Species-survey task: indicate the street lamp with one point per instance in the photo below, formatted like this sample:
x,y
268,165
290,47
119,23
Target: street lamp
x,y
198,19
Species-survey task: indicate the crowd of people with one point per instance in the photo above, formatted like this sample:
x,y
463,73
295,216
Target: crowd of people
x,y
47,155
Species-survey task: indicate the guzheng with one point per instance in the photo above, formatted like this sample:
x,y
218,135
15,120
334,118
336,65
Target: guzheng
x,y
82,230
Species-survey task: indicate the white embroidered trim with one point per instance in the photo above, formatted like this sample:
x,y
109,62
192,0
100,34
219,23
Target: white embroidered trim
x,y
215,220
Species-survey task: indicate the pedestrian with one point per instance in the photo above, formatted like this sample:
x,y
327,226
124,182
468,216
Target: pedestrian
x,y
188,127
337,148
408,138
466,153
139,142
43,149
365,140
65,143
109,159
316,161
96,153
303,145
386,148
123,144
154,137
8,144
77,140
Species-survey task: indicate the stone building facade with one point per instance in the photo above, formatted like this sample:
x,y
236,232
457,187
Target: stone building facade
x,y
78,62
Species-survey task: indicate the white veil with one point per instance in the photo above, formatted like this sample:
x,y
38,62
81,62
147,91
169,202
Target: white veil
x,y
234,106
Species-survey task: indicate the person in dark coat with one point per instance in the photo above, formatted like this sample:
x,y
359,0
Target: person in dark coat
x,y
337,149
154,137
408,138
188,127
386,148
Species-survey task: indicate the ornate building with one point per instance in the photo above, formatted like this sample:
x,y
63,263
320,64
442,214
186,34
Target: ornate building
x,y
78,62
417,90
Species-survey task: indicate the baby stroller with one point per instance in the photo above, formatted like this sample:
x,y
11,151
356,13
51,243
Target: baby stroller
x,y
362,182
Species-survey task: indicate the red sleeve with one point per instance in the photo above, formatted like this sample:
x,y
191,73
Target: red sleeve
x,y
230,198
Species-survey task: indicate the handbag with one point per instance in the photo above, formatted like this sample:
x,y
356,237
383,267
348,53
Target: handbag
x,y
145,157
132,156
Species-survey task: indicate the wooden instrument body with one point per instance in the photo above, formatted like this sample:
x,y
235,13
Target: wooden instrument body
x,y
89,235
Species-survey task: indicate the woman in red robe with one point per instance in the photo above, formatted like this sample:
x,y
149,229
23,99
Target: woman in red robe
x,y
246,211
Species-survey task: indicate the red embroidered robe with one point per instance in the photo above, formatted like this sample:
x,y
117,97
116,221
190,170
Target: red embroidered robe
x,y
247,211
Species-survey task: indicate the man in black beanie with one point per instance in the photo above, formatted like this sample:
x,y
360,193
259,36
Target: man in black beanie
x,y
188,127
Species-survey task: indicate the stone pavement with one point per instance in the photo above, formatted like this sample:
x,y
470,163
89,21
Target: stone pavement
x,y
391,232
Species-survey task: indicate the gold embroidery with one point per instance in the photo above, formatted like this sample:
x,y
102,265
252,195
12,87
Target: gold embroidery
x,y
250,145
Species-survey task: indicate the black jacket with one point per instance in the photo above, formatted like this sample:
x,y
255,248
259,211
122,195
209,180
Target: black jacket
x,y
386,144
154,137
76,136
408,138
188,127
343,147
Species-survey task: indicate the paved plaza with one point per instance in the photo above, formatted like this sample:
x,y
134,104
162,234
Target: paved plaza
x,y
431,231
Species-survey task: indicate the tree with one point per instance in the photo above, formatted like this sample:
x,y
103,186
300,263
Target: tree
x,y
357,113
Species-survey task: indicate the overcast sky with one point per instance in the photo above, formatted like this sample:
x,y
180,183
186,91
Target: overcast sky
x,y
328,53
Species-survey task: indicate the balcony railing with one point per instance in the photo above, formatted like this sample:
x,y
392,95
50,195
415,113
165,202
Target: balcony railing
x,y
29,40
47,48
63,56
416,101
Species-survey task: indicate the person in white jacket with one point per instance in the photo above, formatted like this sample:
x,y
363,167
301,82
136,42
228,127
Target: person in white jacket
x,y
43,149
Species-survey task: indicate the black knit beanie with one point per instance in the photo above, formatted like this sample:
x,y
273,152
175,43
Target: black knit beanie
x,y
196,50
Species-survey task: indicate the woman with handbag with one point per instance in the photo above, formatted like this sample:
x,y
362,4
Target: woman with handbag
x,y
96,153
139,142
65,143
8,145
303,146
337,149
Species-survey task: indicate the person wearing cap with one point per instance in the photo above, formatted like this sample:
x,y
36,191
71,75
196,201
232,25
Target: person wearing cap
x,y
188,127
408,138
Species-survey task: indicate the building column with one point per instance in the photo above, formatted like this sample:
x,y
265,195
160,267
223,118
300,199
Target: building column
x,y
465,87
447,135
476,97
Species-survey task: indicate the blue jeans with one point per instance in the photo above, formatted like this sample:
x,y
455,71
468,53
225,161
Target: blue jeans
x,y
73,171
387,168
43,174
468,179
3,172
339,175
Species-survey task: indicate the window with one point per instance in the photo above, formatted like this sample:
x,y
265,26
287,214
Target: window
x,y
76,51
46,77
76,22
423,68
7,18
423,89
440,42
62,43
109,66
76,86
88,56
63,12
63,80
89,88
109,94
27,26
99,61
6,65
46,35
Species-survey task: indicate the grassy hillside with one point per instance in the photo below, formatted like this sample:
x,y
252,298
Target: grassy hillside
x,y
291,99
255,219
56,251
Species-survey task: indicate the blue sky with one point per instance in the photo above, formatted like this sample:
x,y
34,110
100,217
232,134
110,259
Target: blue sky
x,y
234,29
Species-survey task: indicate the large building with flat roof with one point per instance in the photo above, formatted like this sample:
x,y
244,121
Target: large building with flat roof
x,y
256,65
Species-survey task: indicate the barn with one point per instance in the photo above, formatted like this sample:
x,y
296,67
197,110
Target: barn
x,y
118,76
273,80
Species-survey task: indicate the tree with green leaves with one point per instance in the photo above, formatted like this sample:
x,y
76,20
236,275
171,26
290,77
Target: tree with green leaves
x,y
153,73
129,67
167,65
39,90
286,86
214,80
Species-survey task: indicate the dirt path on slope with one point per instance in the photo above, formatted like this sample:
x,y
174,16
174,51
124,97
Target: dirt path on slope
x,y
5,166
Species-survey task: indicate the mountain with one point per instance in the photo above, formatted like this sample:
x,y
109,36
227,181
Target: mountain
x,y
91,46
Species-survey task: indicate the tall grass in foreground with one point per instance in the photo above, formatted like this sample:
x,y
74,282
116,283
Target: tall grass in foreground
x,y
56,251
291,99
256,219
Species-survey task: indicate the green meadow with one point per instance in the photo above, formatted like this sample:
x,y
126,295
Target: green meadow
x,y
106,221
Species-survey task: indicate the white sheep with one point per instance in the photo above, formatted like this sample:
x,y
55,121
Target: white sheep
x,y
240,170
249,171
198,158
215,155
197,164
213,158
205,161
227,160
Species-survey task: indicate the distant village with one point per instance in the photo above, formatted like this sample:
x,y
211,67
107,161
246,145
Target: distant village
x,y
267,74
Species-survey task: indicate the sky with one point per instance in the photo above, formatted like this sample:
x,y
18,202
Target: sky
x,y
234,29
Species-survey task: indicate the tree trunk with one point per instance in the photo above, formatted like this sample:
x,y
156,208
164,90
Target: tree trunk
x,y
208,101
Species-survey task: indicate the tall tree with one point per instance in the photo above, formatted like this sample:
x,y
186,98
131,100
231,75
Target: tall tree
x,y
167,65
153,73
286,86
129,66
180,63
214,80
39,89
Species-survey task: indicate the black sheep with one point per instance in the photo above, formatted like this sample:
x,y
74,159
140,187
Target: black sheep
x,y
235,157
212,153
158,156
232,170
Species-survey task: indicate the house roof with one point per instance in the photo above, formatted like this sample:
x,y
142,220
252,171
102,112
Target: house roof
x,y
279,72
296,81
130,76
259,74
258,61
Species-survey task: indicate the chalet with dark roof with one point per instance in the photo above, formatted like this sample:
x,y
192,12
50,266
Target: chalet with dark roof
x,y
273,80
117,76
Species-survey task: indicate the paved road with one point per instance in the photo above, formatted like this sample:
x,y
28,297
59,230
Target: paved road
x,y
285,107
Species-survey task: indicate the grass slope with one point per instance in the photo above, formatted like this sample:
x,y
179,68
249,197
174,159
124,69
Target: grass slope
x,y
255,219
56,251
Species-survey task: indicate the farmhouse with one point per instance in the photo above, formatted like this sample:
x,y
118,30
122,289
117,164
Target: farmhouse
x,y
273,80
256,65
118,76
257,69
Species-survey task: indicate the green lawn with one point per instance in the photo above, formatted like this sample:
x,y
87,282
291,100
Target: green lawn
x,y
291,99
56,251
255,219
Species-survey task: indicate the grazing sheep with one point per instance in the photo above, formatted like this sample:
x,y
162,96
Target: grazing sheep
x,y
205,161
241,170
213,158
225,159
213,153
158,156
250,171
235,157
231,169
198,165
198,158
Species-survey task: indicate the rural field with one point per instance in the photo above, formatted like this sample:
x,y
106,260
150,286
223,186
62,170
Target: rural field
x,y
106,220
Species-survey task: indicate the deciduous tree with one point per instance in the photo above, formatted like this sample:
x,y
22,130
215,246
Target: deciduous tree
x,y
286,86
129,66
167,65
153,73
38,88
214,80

==

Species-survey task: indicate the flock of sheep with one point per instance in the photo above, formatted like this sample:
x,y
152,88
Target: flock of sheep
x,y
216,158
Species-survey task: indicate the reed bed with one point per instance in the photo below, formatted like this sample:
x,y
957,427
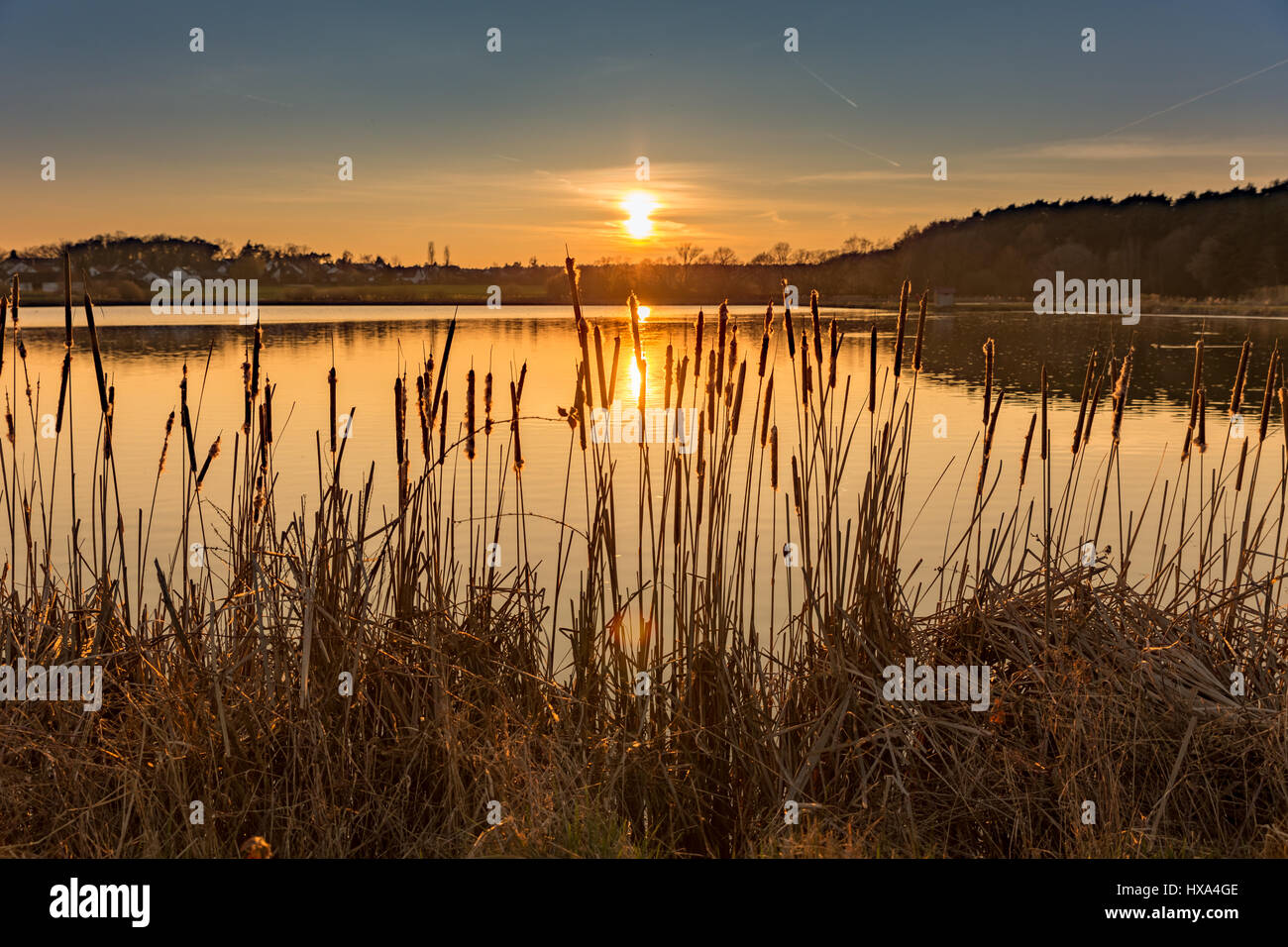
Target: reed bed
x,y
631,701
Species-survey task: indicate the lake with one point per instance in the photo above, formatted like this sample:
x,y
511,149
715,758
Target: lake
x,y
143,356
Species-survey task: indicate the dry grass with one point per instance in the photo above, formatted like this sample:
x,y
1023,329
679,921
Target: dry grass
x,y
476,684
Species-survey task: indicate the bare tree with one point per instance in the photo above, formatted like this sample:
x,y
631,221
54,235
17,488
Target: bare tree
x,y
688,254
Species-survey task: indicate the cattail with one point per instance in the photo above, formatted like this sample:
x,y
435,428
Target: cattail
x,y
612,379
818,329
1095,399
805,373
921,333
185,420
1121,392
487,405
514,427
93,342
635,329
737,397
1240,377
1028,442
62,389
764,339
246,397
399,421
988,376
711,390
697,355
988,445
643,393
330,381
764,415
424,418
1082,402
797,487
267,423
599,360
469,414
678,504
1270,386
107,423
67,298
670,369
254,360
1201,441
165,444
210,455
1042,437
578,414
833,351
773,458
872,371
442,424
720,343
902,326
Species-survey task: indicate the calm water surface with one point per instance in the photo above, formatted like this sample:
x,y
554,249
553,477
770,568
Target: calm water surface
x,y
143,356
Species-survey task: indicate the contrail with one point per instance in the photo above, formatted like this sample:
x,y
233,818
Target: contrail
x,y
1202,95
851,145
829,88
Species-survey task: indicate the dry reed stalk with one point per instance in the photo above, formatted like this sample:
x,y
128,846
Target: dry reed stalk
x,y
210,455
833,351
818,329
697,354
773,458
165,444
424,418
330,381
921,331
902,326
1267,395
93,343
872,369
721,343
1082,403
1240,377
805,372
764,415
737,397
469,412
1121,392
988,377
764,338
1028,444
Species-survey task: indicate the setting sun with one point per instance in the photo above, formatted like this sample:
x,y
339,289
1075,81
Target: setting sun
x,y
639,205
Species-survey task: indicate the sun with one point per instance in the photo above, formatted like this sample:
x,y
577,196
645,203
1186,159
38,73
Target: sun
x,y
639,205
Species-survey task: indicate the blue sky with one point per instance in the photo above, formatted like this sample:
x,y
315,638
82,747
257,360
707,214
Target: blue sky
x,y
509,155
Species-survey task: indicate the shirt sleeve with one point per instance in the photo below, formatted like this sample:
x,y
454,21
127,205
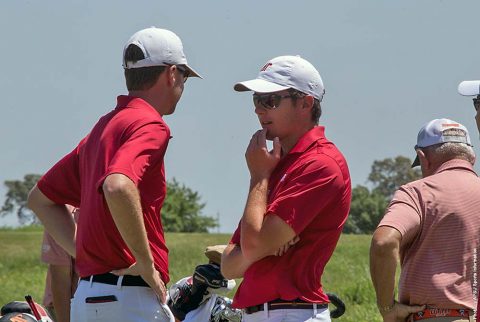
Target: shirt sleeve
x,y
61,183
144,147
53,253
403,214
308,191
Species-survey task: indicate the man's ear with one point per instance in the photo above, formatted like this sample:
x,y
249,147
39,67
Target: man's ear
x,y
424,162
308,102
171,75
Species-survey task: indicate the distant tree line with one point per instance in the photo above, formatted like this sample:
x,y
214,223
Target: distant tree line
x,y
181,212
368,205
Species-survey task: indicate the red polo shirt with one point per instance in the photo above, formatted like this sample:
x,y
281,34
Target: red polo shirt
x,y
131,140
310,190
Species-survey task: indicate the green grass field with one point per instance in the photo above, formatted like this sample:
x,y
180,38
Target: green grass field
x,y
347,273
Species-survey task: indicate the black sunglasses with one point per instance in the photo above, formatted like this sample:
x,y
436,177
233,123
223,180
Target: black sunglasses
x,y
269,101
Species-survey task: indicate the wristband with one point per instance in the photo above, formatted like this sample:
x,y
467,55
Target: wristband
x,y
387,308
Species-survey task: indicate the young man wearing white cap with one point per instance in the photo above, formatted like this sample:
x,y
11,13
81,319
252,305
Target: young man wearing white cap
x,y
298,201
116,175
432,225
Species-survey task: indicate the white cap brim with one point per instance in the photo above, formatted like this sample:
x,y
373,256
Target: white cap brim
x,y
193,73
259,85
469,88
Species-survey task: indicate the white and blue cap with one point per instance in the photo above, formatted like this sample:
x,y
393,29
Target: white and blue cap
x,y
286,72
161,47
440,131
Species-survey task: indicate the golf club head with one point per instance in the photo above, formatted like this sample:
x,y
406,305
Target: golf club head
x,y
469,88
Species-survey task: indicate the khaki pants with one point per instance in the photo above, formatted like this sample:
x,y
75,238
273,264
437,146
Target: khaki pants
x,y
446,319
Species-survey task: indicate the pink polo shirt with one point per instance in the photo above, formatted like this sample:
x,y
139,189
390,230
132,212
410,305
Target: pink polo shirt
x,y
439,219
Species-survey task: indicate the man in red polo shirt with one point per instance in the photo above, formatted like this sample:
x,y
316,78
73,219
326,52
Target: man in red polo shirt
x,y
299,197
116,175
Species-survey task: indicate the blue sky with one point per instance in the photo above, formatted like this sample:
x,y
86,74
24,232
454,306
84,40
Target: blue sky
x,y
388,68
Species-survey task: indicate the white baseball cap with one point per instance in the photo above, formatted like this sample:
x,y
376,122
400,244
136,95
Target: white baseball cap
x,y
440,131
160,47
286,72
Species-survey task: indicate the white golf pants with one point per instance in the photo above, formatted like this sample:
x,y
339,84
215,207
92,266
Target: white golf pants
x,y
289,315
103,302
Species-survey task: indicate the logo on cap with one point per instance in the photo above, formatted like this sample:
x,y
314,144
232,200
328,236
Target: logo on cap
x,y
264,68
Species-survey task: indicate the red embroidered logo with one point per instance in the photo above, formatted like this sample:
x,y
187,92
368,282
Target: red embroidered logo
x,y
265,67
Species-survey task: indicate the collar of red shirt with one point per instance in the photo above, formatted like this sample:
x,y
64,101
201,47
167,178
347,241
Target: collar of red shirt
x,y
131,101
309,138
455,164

==

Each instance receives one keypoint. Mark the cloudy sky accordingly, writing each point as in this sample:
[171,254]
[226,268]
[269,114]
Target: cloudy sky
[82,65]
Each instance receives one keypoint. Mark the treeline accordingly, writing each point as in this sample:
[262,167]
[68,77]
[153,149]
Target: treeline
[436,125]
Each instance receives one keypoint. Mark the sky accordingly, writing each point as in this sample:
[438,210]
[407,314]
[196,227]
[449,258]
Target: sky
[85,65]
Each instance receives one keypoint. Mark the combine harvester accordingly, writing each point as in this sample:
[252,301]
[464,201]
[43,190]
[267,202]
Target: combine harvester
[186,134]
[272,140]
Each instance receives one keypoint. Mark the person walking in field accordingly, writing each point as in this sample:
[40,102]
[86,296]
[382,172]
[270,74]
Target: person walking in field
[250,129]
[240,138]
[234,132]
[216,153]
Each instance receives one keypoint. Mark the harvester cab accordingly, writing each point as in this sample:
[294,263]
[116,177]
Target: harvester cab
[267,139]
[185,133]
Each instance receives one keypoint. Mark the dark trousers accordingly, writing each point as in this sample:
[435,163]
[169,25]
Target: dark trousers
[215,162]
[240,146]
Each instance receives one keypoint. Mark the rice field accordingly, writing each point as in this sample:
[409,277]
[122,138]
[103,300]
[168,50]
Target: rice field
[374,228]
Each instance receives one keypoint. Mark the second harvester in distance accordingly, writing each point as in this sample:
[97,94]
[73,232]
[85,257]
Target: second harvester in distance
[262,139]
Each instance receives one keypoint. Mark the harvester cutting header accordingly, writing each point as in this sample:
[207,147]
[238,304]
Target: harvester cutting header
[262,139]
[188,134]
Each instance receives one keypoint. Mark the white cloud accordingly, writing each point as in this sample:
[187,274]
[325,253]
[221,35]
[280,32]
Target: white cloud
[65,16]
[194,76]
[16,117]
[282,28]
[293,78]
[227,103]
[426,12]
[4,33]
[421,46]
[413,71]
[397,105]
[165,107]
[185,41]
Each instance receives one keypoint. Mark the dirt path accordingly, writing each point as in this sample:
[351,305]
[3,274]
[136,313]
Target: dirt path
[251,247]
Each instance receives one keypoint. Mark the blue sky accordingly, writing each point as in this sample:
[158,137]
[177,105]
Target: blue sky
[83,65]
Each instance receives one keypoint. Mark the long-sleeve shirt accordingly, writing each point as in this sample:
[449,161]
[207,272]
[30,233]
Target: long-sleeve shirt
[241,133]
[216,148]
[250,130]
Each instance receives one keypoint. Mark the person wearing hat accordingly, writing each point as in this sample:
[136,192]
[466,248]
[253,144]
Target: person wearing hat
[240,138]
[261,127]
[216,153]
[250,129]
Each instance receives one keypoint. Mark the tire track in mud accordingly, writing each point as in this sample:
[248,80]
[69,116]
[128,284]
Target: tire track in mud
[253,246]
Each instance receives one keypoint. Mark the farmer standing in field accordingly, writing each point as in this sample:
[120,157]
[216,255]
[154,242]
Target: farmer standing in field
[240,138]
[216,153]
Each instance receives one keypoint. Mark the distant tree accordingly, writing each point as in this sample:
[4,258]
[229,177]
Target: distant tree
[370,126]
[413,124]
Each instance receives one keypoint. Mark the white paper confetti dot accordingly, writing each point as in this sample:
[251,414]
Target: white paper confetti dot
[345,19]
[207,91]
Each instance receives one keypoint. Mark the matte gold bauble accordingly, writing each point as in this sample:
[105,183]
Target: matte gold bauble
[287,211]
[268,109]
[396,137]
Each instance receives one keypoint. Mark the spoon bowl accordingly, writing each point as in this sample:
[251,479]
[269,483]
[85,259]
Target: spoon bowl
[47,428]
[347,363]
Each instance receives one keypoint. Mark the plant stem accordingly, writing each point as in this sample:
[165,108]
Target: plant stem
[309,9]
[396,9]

● Request:
Count the lines in the material above that contain the string "large", matching case exactly, and give only the number.

● Correct result:
2